DEN JUDEN EINE STADT...

■ Interview mit Dan Weissman und Zuzana Justman über ihren Dokumentarfilm „Terezin Diary“ - Tagebuch Theresienstadt

Lärmendes Wiedersehen. Mittendrin steht Helga Pollack und sagt auf englisch: „Vor Aufregung hab‘ ich all mein Tschechisch vergessen.“ Tschechisch war nie ihre Sprache gewesen, aber es war die Lagersprache in Theresienstadt, als Helga noch ein Kind war. Über vierzig Jahre später treffen sich die Kinder von Theresienstadt in Prag wieder. Die Kamera bleibt bei Helga: Helga im Bus, lachend, mit den Fingern nach draußen zeigend, Stadtrundfahrt. Helga mitten im Gruppenfoto, Klassentreffen. Helga im Bus, weinend, nur eine Einstellung weiter. Später wird sie in ihrem Hotelzimmer über ihr Leben in Theresienstadt erzählen, ein Stück Normalität. Sie hat Tagebuch geführt, Theater gespielt, über Freundinnen geweint, die mit dem Transport nach Auschwitz fuhren, nicht weil sie wußte, daß dies im Unterschied zu dem Sammellager Theresienstadt ein Vernichtungslager war, sondern so, wie alle Kinder beim Umzug ihrer Freundinnen weinen. Der Amerikaner Dan Weissman läßt in seinem Dokumentarfilm „Terezin Diary“, der im Panorama der Berlinale gezeigt wurde, die Kinder von damals sich erinnern. Ihre Beschreibungen vom Lagerleben, das trotz der Internierungssituation auch ein kulturelles Ghetto war, werden kontrastiert mit dem Propagandafilm „Der Führer schenkt den Juden eine Stadt“, den der ebenfalls internierte Schauspieler Kurt Gerron gezwungen war, über Theresienstadt zu drehen, bevor er in Auschwitz ermordet wurde. Widersprüche im Film sind Widersprüche, unter denen die Menschen damals lebten. Dan Weissmans erster Film beschäftigte sich bereits mit dem Schicksal der Juden in der Tschechoslowakei, seine Produzentin Zuzana Justman war selbst in Theresienstadt interniert. Aber es gab auch andere Motivationen.

Dan Weissman: Seit meinem Studium faszinieren mich Propagandafilme. Sie sind eine Art Obsession für mich. Als ich die Möglichkeit hatte, mit diesen Filmen zu arbeiten, mußte ich es einfach tun. Meine Absicht war, dieses Material zu unterlaufen in Form einer Dekonstruktion. Eine Methode war dabei die Zeitlupe, die sich zum Ende des Films steigert, eine andere die Wiederholung. Damit wollte ich Dinge wahrnehmbar machen, die ursprünglich nicht intendiert waren, als der Film gedreht wurde. Wenn die Bilder angehalten werden, sieht man, daß sie Blicke der Furcht, der Angst in die Kamera schicken. In den Gesichtern bleibt etwas zurück, was das ganze Propagandaprojekt Lügen straft.

□ □ □ □

Aufgabe 1: Welche Zeilen der Auflistung unten enthalten die Zeichenfolge „blue“? Finde sie und schreib jede davon vollständig ab.

□ □ □ □

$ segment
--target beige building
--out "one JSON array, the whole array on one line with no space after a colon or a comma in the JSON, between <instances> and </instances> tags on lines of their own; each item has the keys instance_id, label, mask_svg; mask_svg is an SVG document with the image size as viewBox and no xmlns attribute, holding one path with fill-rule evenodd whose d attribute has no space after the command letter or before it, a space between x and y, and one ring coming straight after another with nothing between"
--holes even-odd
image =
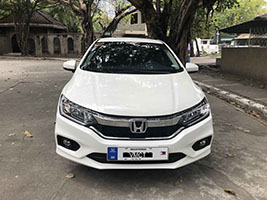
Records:
<instances>
[{"instance_id":1,"label":"beige building","mask_svg":"<svg viewBox=\"0 0 267 200\"><path fill-rule=\"evenodd\" d=\"M0 20L0 46L0 55L20 53L12 15ZM80 34L68 33L65 25L36 11L30 23L28 49L35 56L79 56Z\"/></svg>"}]
</instances>

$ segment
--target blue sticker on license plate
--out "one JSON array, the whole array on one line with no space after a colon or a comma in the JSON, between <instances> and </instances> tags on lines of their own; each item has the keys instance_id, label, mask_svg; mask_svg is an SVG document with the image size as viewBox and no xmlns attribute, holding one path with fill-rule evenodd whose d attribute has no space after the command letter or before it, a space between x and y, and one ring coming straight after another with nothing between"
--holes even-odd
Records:
<instances>
[{"instance_id":1,"label":"blue sticker on license plate","mask_svg":"<svg viewBox=\"0 0 267 200\"><path fill-rule=\"evenodd\" d=\"M118 160L118 147L108 147L108 160Z\"/></svg>"}]
</instances>

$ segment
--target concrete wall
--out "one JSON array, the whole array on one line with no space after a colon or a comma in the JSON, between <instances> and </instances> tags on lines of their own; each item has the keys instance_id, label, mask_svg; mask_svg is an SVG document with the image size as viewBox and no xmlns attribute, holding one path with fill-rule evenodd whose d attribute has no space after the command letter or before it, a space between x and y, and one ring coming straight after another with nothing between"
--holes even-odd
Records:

□ □ □ □

Aufgabe 2: Wie lautet im Interview oben der Abschnitt zwischen „Dan Weissman: Seit“ und „Propagandaprojekt Lügen straft.“, beide Stellen eingeschlossen? Gib ihn wortgetreu wieder.

Fertige Antwort 1:
--target blue sticker on license plate
[{"instance_id":1,"label":"blue sticker on license plate","mask_svg":"<svg viewBox=\"0 0 267 200\"><path fill-rule=\"evenodd\" d=\"M118 160L118 147L108 147L108 160Z\"/></svg>"}]

Fertige Antwort 2:
Dan Weissman: Seit meinem Studium faszinieren mich Propagandafilme. Sie sind eine Art Obsession für mich. Als ich die Möglichkeit hatte, mit diesen Filmen zu arbeiten, mußte ich es einfach tun. Meine Absicht war, dieses Material zu unterlaufen in Form einer Dekonstruktion. Eine Methode war dabei die Zeitlupe, die sich zum Ende des Films steigert, eine andere die Wiederholung. Damit wollte ich Dinge wahrnehmbar machen, die ursprünglich nicht intendiert waren, als der Film gedreht wurde. Wenn die Bilder angehalten werden, sieht man, daß sie Blicke der Furcht, der Angst in die Kamera schicken. In den Gesichtern bleibt etwas zurück, was das ganze Propagandaprojekt Lügen straft.